Task to complete:
Single out the lines of the material that contain "below" and copy them.
☆ ☆ ☆ ☆
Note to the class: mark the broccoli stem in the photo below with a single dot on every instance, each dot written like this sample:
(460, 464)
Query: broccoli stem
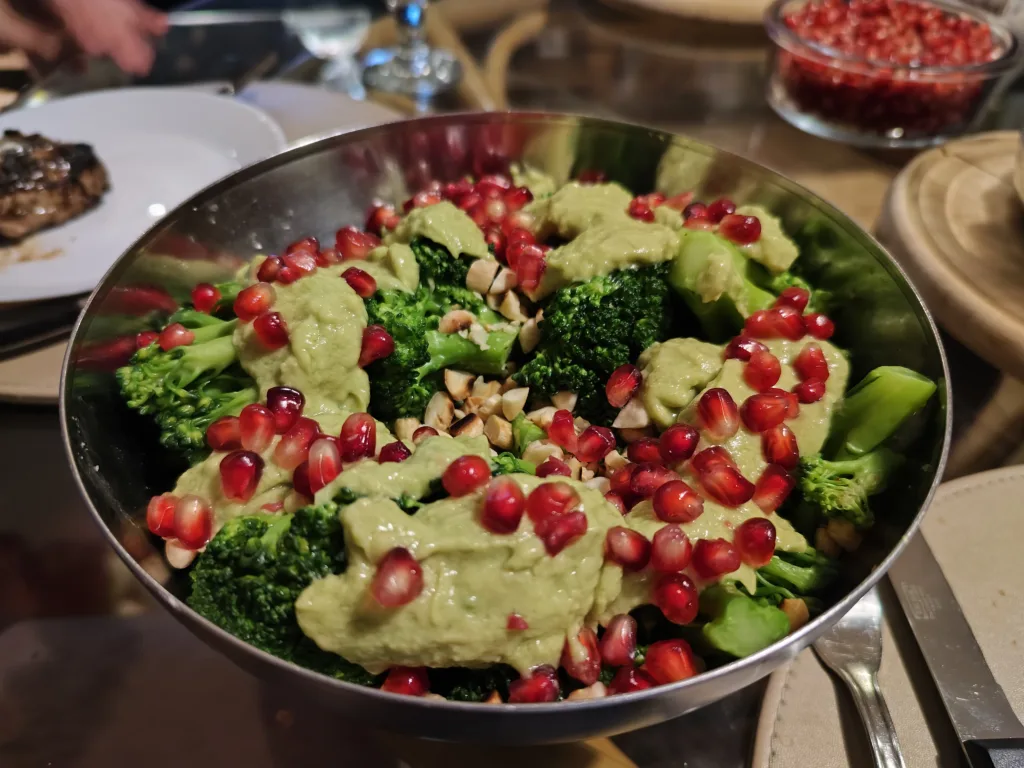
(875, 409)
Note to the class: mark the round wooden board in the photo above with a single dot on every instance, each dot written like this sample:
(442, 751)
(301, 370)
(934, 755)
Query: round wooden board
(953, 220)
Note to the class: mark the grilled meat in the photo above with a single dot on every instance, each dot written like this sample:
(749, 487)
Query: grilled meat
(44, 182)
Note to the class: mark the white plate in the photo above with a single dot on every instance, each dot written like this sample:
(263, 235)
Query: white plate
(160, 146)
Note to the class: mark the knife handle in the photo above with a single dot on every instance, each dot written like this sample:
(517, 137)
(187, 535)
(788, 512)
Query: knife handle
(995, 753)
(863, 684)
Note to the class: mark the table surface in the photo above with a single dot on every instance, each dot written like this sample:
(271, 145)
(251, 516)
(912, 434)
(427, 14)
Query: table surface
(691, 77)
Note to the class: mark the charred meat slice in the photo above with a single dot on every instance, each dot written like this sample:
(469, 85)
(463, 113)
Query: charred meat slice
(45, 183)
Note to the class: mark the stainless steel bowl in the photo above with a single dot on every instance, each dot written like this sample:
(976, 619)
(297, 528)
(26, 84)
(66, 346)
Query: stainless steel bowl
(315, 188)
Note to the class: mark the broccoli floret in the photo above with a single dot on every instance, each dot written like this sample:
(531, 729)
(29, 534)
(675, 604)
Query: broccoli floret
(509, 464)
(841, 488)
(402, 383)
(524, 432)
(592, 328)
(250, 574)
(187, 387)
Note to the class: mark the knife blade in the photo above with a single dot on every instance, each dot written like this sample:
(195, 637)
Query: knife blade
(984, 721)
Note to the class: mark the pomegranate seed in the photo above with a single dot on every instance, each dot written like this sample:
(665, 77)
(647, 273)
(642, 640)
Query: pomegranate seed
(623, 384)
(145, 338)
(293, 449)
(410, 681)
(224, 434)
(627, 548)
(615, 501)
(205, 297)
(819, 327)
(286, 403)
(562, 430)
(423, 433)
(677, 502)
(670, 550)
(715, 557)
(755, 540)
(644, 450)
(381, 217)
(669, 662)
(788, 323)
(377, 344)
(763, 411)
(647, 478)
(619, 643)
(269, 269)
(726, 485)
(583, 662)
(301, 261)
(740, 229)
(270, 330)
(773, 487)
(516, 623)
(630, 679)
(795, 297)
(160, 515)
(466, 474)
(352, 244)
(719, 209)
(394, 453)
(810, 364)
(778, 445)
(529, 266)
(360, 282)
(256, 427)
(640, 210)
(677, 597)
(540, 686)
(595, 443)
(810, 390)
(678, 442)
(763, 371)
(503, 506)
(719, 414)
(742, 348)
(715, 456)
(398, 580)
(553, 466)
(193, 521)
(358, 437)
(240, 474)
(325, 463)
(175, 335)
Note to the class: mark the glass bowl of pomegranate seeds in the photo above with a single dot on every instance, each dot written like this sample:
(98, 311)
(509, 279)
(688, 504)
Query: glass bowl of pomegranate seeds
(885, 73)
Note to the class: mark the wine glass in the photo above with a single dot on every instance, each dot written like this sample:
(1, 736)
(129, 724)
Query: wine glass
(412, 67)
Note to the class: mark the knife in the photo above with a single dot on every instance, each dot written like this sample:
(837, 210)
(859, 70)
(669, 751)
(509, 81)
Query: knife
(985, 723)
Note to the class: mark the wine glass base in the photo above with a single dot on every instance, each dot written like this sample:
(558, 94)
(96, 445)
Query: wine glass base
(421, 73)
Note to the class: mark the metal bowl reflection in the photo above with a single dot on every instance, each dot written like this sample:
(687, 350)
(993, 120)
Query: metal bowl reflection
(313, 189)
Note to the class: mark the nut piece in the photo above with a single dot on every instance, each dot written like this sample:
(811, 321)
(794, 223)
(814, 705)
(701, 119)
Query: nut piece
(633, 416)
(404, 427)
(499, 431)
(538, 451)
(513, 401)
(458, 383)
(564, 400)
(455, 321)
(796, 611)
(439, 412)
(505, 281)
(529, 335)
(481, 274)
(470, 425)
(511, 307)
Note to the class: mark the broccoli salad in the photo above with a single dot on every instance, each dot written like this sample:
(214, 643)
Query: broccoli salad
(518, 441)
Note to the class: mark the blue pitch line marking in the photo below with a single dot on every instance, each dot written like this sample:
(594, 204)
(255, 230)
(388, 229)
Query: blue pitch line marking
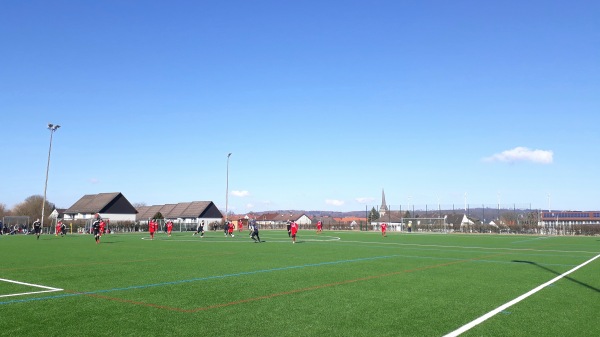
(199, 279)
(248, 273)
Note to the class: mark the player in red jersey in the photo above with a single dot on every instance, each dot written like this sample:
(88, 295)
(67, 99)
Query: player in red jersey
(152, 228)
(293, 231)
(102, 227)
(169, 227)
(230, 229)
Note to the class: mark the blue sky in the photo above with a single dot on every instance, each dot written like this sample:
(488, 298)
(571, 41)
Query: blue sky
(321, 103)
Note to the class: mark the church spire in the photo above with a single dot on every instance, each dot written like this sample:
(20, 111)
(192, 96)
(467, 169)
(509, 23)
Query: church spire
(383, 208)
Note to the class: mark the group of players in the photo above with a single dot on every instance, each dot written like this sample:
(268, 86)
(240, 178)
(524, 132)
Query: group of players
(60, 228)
☆ ☆ ☆ ☆
Solution to this problem:
Note to the class: mark the broccoli stem in the photo below with a single dot on every instance, each dot written like this sample:
Note to the class: mark the blue pitch line marking in the photo below with a single dot on every instance, each dot written like this sample:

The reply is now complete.